--- Input data ---
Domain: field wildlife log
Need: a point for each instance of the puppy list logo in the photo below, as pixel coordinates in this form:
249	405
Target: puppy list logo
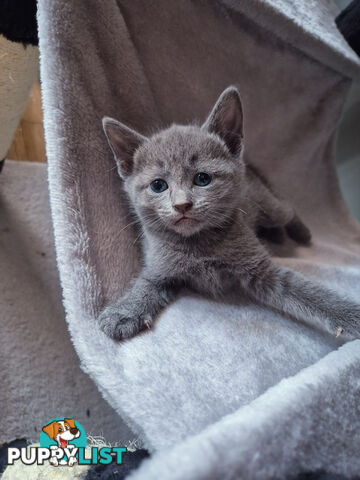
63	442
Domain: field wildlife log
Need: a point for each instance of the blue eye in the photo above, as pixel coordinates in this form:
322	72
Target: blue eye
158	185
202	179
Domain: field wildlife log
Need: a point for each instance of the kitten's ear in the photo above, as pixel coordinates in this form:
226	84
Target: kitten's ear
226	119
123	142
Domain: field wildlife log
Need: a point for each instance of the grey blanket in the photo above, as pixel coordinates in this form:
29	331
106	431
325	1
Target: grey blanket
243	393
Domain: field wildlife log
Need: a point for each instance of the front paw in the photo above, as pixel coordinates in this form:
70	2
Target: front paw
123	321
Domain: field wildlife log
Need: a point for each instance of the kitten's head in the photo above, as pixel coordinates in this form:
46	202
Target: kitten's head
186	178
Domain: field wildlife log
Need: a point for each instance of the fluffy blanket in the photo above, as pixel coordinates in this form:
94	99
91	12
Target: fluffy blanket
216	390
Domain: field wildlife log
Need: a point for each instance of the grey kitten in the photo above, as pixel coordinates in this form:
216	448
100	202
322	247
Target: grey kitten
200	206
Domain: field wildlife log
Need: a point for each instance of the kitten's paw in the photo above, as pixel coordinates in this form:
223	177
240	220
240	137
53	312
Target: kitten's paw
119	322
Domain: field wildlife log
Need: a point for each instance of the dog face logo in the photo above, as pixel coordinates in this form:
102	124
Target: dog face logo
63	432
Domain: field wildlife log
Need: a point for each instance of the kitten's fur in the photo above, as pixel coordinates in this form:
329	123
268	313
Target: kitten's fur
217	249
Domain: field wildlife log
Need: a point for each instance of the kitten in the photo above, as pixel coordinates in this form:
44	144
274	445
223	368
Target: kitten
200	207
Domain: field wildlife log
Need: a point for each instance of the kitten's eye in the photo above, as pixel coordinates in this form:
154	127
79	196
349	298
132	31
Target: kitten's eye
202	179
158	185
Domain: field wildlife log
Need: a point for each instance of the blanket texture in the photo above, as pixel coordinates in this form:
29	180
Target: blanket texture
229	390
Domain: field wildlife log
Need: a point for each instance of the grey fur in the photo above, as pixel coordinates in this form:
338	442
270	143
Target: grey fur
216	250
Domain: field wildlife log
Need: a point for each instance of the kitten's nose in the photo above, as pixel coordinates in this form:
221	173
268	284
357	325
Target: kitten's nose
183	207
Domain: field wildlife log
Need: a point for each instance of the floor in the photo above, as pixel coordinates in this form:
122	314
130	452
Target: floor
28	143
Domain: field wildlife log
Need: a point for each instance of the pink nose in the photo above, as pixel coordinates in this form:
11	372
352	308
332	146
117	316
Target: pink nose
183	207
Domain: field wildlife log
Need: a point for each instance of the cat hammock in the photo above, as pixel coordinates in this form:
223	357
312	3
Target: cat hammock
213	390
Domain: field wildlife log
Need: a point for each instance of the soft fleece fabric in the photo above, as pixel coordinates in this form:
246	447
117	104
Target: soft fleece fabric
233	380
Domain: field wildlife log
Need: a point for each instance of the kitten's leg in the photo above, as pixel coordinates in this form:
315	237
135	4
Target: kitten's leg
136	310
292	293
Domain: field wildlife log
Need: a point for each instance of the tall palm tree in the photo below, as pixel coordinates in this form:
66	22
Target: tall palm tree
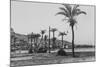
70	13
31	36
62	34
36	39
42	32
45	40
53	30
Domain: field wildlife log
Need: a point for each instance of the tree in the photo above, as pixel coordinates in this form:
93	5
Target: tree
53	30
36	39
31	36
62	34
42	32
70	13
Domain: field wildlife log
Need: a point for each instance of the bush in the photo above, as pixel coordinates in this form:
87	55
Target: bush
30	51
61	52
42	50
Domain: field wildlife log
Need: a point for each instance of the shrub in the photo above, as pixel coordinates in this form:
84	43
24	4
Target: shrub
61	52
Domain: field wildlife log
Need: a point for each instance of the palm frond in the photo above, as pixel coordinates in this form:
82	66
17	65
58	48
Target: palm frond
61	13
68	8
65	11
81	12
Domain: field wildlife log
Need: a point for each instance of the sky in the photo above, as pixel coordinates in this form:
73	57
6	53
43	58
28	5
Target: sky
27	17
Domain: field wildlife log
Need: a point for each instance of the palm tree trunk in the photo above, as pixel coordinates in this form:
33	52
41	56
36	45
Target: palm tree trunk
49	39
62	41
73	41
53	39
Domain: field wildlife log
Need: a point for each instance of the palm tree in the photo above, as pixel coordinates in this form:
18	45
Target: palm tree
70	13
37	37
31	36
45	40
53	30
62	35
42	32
---
▶ _What to work on_: Filter the entries above and return only the lines holding "below".

▶ _Your solution_:
Need: a point for each instance of the puppy list logo in the photo below, as pixel coordinates in this form:
Need: a point for each instance of the tall palm tree in the photo below, as pixel coordinates in this form:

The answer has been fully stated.